- **Activity**
Write the entries below out again exactly; any picture in them stays out.

- **Data**

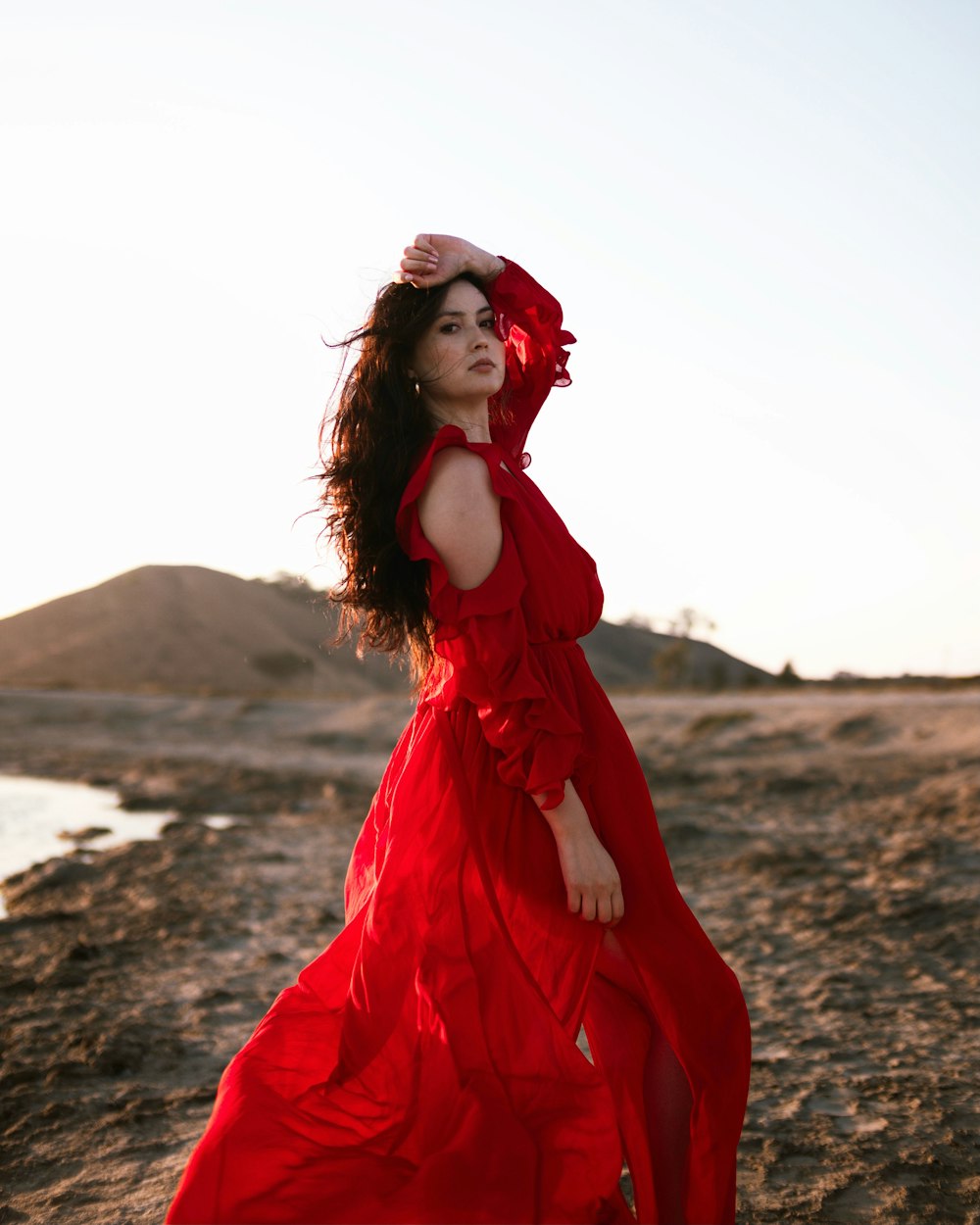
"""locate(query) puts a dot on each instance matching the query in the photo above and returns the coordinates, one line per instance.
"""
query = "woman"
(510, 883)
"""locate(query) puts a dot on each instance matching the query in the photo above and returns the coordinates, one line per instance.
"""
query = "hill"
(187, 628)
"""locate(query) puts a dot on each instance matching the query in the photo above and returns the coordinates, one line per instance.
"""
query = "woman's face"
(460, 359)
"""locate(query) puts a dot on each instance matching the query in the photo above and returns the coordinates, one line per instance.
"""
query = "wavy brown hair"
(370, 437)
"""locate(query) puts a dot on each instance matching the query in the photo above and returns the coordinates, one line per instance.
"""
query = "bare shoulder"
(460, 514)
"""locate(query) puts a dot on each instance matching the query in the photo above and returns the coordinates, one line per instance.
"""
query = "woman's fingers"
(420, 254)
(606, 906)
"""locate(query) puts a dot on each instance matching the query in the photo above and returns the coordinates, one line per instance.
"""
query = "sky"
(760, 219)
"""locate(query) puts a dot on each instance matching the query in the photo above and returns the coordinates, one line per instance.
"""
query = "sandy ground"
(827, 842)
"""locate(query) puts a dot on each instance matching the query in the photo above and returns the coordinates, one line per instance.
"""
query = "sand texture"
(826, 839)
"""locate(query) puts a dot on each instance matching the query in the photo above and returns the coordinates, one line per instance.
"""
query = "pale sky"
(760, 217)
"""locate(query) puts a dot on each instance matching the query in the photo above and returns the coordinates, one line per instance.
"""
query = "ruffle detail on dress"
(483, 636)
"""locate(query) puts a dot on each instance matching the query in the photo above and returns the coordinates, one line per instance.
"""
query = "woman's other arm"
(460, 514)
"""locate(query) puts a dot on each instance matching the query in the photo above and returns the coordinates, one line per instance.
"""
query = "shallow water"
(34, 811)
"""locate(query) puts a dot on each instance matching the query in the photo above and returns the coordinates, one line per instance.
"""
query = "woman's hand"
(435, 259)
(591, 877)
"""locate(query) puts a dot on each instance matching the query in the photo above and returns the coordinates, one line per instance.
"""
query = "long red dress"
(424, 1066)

- **Reply**
"""locate(query) puts a dot on each instance matching the query in the photo above and returns the coordinates, one line per instance.
"""
query = "woman"
(510, 883)
"""locate(query) puts a dot on each instance matching the query in the photo above and returns the coordinates, one line per instance.
"""
query = "hill"
(187, 628)
"""locate(query) puts a dot on each instance matching the query in the photo above and returns the coordinates, one line per instance.
"""
query = "woman's face"
(460, 359)
"""locate(query) puts a dot on each instance matching the query in the photo above and returns the coordinates, one line per instance.
"""
query = "wavy brown hair"
(370, 437)
"""locate(query) puts a dot on each instance matching the query in the photo above and returns the coordinates, one line per instance.
"""
query = "bare shoulder"
(460, 514)
"""locate(query) puts a dot on each instance matching the query in the photo above and returns the coordinates, one line per instance.
"""
query = "woman's fingers"
(420, 254)
(606, 906)
"""locate(query) puts a dot on each instance matching the query in the photo above and returns the coordinates, one line per instance.
"""
query = "sky"
(760, 219)
"""locate(query) puts a dot on each instance matching the query in the photo above and returns the coordinates, one line per instance.
"""
query = "sandy ground"
(827, 842)
"""locate(query) puts a dot on each instance matching the query in the photo above and returns the coordinates, one line per instance.
"""
query = "sand texture"
(826, 839)
"""locate(query) puts a dot on each instance matching the query in the photo above and returns the coordinates, one line per instance.
"""
query = "pale sky"
(760, 217)
"""locate(query) puts a dot on each instance matching the query in the photo above and returns the coordinates, one line per instance.
"""
query = "ruffle detail on dress"
(483, 636)
"""locate(query) puts a dot on each instance matching the query in the photo above and returns the coordinates, one line per instance.
"""
query = "woman's other arm"
(460, 514)
"""locate(query) puts a dot on each instance matching the query in the photo above and returns the coordinates, one line per instance.
"""
query = "shallow water"
(34, 811)
"""locate(query) puts a dot on each instance matching the query in the photo above and returns the coordinates, one line per instance.
"""
query = "woman's hand"
(435, 259)
(591, 877)
"""locate(query) puts a dot on each instance matching the query in the photo above and returns the coordinates, one line per instance.
"""
query = "long red dress"
(424, 1066)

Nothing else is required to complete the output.